Problem to work on – Copy every row from the line containing "the blurred background?" down to the line containing "[311,123,342,174]", keeping the requests as they are. In the answers, multiply each bounding-box coordinate by 2.3 and round to whole numbers, rounding halves up.

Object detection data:
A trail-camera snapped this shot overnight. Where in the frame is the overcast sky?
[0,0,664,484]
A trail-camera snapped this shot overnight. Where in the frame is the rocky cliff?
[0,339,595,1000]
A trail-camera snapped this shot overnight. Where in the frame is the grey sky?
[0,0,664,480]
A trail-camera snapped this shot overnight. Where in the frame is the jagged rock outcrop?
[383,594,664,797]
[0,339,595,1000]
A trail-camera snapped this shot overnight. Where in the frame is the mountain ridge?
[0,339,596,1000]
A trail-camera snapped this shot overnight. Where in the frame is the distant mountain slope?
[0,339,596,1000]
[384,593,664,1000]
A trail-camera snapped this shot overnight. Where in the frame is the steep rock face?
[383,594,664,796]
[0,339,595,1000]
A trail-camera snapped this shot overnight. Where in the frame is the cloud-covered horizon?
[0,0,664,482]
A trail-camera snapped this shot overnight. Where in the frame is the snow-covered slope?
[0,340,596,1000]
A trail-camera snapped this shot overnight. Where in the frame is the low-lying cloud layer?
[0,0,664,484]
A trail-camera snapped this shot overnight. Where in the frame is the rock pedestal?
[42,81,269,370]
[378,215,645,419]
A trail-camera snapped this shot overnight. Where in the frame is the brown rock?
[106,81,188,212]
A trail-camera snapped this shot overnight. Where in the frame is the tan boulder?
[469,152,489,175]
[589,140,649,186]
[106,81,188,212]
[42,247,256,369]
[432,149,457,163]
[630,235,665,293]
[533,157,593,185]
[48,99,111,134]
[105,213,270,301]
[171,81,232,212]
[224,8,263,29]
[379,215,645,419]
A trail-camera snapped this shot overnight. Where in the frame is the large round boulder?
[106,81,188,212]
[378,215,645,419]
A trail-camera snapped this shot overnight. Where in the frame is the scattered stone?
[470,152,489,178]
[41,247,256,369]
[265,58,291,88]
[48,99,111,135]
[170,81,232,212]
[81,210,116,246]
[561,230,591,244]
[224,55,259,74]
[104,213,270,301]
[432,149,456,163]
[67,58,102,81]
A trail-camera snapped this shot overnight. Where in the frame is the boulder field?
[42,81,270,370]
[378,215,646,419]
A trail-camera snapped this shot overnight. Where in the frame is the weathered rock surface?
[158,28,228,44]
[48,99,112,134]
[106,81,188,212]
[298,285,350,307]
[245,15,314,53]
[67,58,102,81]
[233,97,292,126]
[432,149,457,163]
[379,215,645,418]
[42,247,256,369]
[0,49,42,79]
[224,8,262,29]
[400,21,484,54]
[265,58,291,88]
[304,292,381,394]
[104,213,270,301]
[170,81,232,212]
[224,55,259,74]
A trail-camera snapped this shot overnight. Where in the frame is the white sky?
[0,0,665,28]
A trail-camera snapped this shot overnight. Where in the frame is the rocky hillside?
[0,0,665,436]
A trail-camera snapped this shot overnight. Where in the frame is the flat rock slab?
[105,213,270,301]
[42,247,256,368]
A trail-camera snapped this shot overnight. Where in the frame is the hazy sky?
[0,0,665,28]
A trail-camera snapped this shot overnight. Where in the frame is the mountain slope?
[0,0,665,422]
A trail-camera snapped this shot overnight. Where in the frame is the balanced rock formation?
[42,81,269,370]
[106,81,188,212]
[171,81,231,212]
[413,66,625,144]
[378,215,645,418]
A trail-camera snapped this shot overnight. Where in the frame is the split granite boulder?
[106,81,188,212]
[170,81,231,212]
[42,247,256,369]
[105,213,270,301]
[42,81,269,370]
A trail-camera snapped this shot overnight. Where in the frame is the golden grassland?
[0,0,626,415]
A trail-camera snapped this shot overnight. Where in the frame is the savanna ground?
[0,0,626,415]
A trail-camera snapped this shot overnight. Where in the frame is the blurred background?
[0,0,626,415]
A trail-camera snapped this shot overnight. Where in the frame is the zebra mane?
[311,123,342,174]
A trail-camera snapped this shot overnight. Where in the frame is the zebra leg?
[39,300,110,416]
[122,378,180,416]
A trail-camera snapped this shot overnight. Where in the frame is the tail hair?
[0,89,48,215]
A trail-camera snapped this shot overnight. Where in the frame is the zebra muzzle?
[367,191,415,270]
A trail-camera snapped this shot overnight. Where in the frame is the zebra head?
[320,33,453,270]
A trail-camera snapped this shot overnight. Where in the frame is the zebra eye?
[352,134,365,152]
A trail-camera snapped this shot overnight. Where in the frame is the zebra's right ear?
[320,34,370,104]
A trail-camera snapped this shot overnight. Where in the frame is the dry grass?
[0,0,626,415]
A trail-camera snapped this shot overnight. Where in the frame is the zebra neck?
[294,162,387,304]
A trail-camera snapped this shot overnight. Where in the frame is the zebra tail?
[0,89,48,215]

Answer for the task –
A trail-camera snapped this shot overnight. Where in the frame is the blurred background?
[0,0,1440,955]
A trail-camera snapped this shot overnight. Where in the frame is the zebra mane?
[715,283,787,400]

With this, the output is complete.